Henry Ernest Dudeney/Puzzles and Curious Problems/177 - Square of Squares/Solution

Puzzles and Curious Problems by Henry Ernest Dudeney: $177$

Square of Squares

Cutting only along the lines, what is the smallest number of square pieces into which the diagram can be dissected?

The largest number possible is, of course, $169$, where all the pieces will be of the same size -- one cell -- but we want the smallest number.

We might cut away the border on two sides, leaving one square $12 \times 12$, and cutting the remainder into $25$ little squares, making $25$ in all.

This is better than $169$, but considerably more than the fewest possible.

Solution

The fewest pieces must be $11$, and the solution (barring reflection of the section with the $8$ smaller squares) is unique.

Historical Note

This puzzle also appears in Dudeney's $1917$ collection Amusements in Mathematics, under the title $173$ - Mrs. Perkins's Quilt.

◆ **Given data**:
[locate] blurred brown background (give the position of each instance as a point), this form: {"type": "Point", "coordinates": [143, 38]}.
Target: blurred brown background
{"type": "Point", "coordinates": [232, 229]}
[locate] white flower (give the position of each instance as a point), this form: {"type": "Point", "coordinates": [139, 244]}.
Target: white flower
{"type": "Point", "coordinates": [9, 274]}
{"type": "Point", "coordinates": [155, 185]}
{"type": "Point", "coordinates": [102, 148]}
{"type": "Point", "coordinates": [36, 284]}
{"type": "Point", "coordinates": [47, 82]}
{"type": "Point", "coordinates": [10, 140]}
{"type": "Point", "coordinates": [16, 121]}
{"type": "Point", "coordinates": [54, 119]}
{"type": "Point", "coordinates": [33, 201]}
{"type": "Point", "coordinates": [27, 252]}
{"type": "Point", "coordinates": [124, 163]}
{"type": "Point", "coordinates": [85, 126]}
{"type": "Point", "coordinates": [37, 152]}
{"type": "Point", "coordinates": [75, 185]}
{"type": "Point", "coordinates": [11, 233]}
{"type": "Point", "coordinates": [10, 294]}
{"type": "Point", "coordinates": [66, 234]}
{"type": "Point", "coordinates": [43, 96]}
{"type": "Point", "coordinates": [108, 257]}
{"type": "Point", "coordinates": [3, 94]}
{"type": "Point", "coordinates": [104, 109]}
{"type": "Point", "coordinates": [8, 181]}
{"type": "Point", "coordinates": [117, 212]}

◆ **What you will do**:
1 – Answer these questions using the puzzle page.
(a) What is the fewest number of pieces into which the diagram can be dissected?
(b) Under what title does the puzzle appear in the 1917 collection Amusements in Mathematics?
(c) What is the largest possible number of pieces?
2 – Rewrite the puzzle page from "Henry Ernest Dudeney/Puzzles" to "the smallest number.", replacing "diagram" with "figure".
3 – According to the puzzle page, why would dissecting the diagram into 169 pieces give the largest possible number?

◆ **Complete answers**:
1 –
(a) 11
(b) 173 - Mrs. Perkins's Quilt
(c) 169

2 –
Henry Ernest Dudeney/Puzzles and Curious Problems/177 - Square of Squares/Solution

Puzzles and Curious Problems by Henry Ernest Dudeney: $177$

Square of Squares

Cutting only along the lines, what is the smallest number of square pieces into which the figure can be dissected?

The largest number possible is, of course, $169$, where all the pieces will be of the same size -- one cell -- but we want the smallest number.

3 – In that dissection, every piece is the same size, a single cell. No piece can be smaller than one cell, so no dissection can produce more pieces.